* [DATA SECTION]:
^^^^^^^^

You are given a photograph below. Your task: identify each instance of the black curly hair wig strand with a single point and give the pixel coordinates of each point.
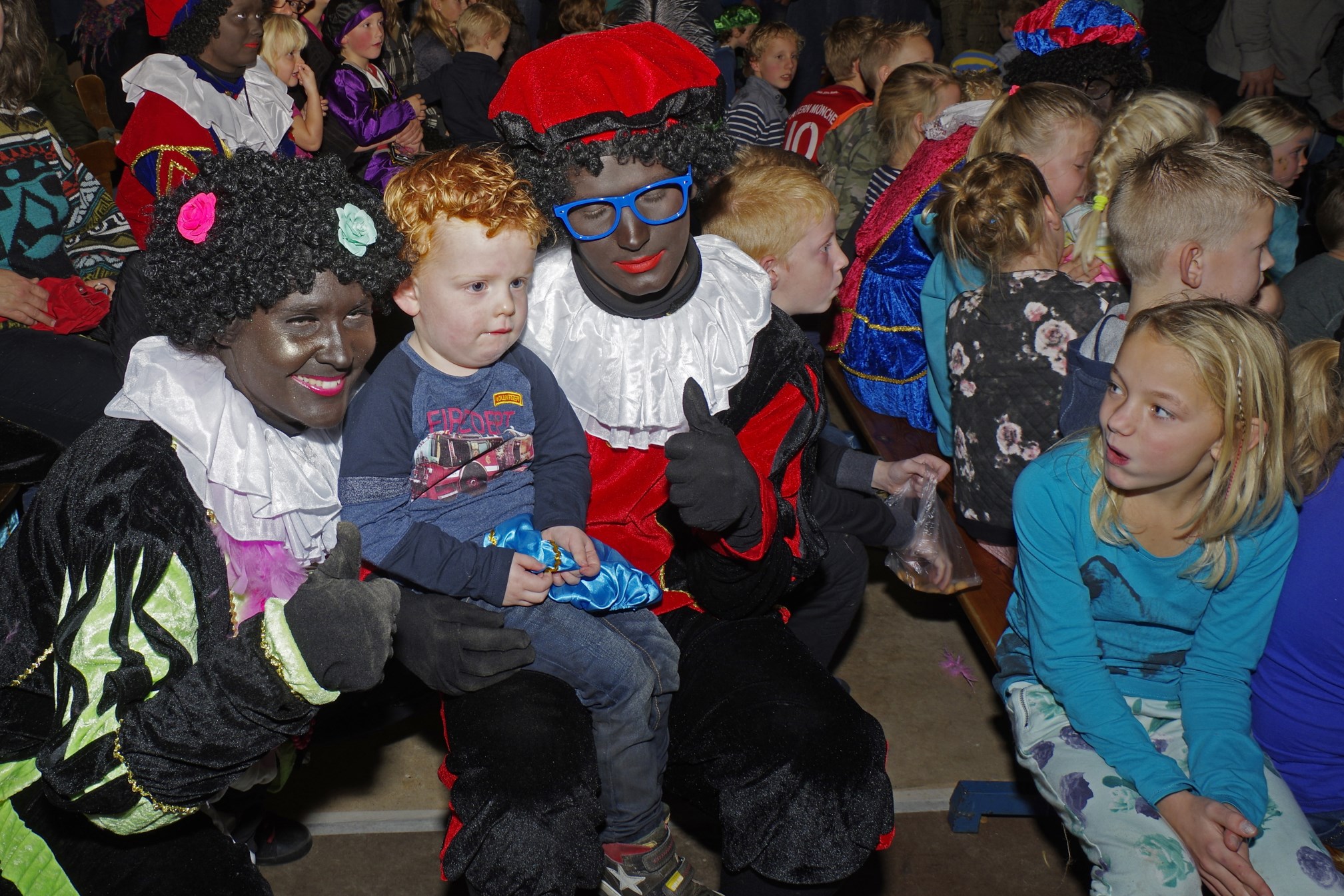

^^^^^^^^

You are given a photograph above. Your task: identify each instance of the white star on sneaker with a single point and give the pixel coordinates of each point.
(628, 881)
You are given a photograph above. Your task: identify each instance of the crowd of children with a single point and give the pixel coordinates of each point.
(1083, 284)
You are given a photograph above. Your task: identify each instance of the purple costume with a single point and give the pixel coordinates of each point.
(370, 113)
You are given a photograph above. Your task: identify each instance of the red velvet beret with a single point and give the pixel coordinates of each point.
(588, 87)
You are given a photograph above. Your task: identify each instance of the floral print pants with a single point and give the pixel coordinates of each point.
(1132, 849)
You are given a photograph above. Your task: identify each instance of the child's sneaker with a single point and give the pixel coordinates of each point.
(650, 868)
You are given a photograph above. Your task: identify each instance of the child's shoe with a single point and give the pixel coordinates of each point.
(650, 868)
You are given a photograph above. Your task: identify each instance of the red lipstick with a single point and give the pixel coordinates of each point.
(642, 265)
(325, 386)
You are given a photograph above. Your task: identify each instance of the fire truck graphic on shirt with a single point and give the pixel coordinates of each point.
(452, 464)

^^^^^^^^

* [INSTRUCTIONS FOR THE TASK]:
Format the listing above, from the line with "of the white" to the line with "(1083, 284)", as a numbered list with no blank lines.

* [IN RESPONSE]:
1. You are given a photograph above. Your task: identify each instance of the white star on sneaker with a single point and give the pixel coordinates of each point.
2. (628, 881)
3. You are given a photograph above. Your task: identify each instance of the crowd of children with a single point and give the pixel coordinates of each point.
4. (1083, 284)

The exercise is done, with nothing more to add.